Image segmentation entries
§ §
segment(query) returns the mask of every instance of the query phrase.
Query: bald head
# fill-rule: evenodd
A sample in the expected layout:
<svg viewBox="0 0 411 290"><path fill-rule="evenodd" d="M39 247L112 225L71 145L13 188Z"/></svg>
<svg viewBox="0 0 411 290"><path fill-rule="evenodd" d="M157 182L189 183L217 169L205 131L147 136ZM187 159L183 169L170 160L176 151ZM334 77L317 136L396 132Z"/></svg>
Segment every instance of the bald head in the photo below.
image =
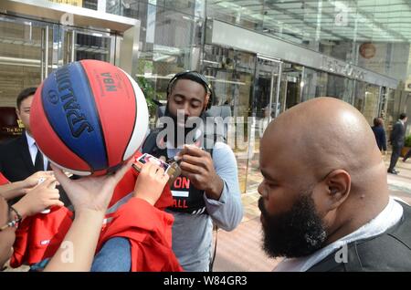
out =
<svg viewBox="0 0 411 290"><path fill-rule="evenodd" d="M326 233L326 243L366 223L388 202L386 169L370 125L337 98L314 98L279 115L261 140L259 162L266 216L305 212L300 219L315 217L311 223ZM310 229L304 223L299 231L307 236Z"/></svg>

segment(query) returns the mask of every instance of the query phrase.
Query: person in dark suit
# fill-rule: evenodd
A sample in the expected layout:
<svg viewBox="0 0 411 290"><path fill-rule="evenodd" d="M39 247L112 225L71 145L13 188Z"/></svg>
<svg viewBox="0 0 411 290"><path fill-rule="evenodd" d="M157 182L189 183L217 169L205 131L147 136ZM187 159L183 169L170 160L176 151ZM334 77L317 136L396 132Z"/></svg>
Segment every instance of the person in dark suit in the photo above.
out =
<svg viewBox="0 0 411 290"><path fill-rule="evenodd" d="M383 119L381 118L374 118L374 126L371 127L371 129L375 136L375 140L380 151L386 151L385 130L384 129Z"/></svg>
<svg viewBox="0 0 411 290"><path fill-rule="evenodd" d="M16 112L25 126L23 134L0 147L0 171L11 182L47 169L48 161L38 150L30 131L30 108L36 89L25 88L17 97Z"/></svg>
<svg viewBox="0 0 411 290"><path fill-rule="evenodd" d="M388 173L398 174L395 171L395 164L401 154L401 149L404 146L406 135L406 123L408 118L406 113L401 113L399 119L394 125L393 130L390 134L390 143L393 146L393 153L391 155L390 166L388 167Z"/></svg>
§ §
Count the lines above that contain the string "fill", treating uppercase and lowercase as different. Reply with the number only.

10